OBJECTIVE: Put every line of the records below into a numbered list, leaving out any blank lines.

======== DATA SHOWN ========

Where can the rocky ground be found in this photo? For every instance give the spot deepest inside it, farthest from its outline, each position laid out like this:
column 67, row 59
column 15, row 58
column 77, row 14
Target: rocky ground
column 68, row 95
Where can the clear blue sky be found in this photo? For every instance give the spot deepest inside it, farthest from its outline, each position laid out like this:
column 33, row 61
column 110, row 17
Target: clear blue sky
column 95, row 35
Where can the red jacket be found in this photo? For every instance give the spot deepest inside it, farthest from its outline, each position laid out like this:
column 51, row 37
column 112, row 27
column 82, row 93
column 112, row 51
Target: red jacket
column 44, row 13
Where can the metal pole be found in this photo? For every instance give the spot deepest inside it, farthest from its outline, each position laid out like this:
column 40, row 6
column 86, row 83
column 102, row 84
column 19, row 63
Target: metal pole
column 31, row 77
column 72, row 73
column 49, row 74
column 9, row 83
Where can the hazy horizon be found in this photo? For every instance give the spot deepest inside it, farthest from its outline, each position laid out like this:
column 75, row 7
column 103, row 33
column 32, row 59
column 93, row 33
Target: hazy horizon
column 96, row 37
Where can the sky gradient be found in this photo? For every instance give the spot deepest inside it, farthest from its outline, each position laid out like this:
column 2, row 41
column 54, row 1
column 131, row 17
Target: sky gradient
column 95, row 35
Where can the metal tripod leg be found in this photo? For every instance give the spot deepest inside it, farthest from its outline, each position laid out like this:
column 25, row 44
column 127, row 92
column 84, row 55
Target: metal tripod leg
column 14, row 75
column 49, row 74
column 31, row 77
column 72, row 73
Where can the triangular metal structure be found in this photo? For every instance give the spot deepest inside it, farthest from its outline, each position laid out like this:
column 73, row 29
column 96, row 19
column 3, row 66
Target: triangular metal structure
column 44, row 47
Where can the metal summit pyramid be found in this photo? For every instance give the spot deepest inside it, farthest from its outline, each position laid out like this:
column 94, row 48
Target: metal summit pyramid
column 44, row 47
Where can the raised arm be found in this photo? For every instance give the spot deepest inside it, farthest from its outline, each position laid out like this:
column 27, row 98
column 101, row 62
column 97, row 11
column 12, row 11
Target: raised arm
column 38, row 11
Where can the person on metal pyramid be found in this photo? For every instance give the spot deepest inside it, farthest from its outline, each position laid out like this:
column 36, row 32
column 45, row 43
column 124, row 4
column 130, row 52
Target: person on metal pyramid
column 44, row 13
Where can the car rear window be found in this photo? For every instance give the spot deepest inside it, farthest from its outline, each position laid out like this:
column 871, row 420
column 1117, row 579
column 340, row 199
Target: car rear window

========

FULL SOLUTION:
1. Where can the rocky ground be found in this photo? For every instance give the spot deepest inside it, farthest from its outline, each position laid out like this:
2. column 67, row 59
3. column 15, row 58
4. column 77, row 14
5. Target: rocky ground
6. column 68, row 95
7. Where can the clear blue sky be found in this photo? For every instance give the spot deepest inside it, farthest from its outline, each position laid out like this:
8. column 33, row 61
9. column 110, row 17
10. Target: clear blue sky
11. column 95, row 35
12. Where can the red jacket be found in this photo? For every instance give the spot deepest inside it, farthest from its outline, each position laid out like this:
13. column 51, row 37
14. column 112, row 27
15. column 82, row 93
16. column 112, row 51
17. Target: red jacket
18. column 44, row 13
19. Where can the metal pole be found in this photo? For every instance give the spot deepest inside it, farthest from its outline, each position laid out like this:
20. column 40, row 6
21. column 86, row 83
22. column 102, row 84
23. column 19, row 63
24. Target: metal pole
25. column 31, row 77
26. column 72, row 73
27. column 49, row 74
28. column 9, row 83
29. Where can the hazy horizon be found in this photo? For every instance give the spot deepest inside it, farthest from its outline, each position laid out like this:
30. column 75, row 7
31. column 103, row 33
32. column 32, row 59
33. column 93, row 33
34. Target: hazy horizon
35. column 96, row 37
36. Where can the sky gradient be found in this photo? For every instance give the spot deepest inside it, farthest from its outline, each position laid out like this:
37. column 2, row 41
38. column 54, row 1
39. column 131, row 17
40. Target: sky gradient
41. column 95, row 35
42. Where can the metal tripod leg be found in this photo? For every instance give the spot deepest inside it, farthest from its outline, each position laid out like this:
43. column 25, row 44
44. column 127, row 92
45. column 84, row 55
46. Target: metal tripod leg
47. column 14, row 75
48. column 49, row 74
49. column 31, row 77
50. column 72, row 73
51. Where can the triangular metal structure be found in this photo? For every instance give the spot deepest inside it, farthest from its outline, each position laid out like this:
52. column 73, row 29
53. column 96, row 19
54. column 3, row 66
55. Target: triangular metal structure
56. column 44, row 47
57. Where can the metal summit pyramid be found in this photo? For every instance give the spot deepest inside it, farthest from its outline, each position laid out like this:
58. column 94, row 48
59. Target: metal summit pyramid
60. column 44, row 47
61. Where can the raised arm be found in this photo? For every instance give the spot deepest inside it, farthest from its outline, each position laid out like this:
62. column 27, row 98
63. column 101, row 62
64. column 97, row 11
65. column 12, row 11
66. Target: raised arm
67. column 38, row 11
68. Where can the person on metal pyramid be found in this photo? For every instance give the spot deepest inside it, farthest from its outline, each position laid out like this:
69. column 36, row 32
70. column 45, row 43
71. column 124, row 4
72. column 130, row 52
73. Target: person on metal pyramid
74. column 44, row 13
75. Where can the car rear window be found in this photo? For every instance give the spot deepest inside it, farthest from its outline, each position laid out like this:
76. column 871, row 420
77. column 1117, row 579
78. column 340, row 199
79. Target: car rear window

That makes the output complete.